» **抜粋文**:
┌──
偽装請負とは?違法な業務委託契約に騙されないための注意喚起

あなたは、就職・転職活動中ですか?もしくは、個人事業主として活動していますか?

もし、そうであれば、あなたは「偽装請負」という言葉を聞いたことがあるかもしれません。

「偽装請負」とは、実態は労働者派遣であるものを、形式的には業務委託契約として偽装しているケースを指します。

これは違法行為であり、労働者の雇用や安全衛生面など基本的な労働条件が十分に確保されないことが多くあります。

また、偽装請負と判断された場合、罰則や損害賠償の可能性もあります。偽装請負に引っかからないように、ぜひ参考にしてください。

偽装請負とは

偽装請負とは、形式上は業務委託契約を結んでいるにも関わらず、その実態は労働者派遣契約や労働者供給などに該当することです。

業務委託契約

業務委託契約とは、委託者が業務の一部または全部を外部の企業や個人に委託する際に締結する契約です。

業務委託契約では、委託者は受託者の作業者に指揮命令はできません。受託者は自己の責任で業務を遂行し、その成果物や報酬についてのみ委託者と交渉します。
└──
» **問題の内容**: 上の偽装請負の文章で、「もし、そうであれば、あなたは」を含む言葉から始まって「供給などに該当することです。」で終わる部分を、一字も変えずに写して返してください。

» **提供資料**:
┌──
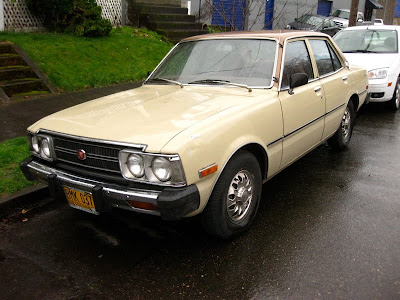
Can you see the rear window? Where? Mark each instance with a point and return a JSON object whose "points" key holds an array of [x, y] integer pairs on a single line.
{"points": [[367, 41]]}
└──
» **最終結果**:
もし、そうであれば、あなたは「偽装請負」という言葉を聞いたことがあるかもしれません。

「偽装請負」とは、実態は労働者派遣であるものを、形式的には業務委託契約として偽装しているケースを指します。

これは違法行為であり、労働者の雇用や安全衛生面など基本的な労働条件が十分に確保されないことが多くあります。

また、偽装請負と判断された場合、罰則や損害賠償の可能性もあります。偽装請負に引っかからないように、ぜひ参考にしてください。

偽装請負とは

偽装請負とは、形式上は業務委託契約を結んでいるにも関わらず、その実態は労働者派遣契約や労働者供給などに該当することです。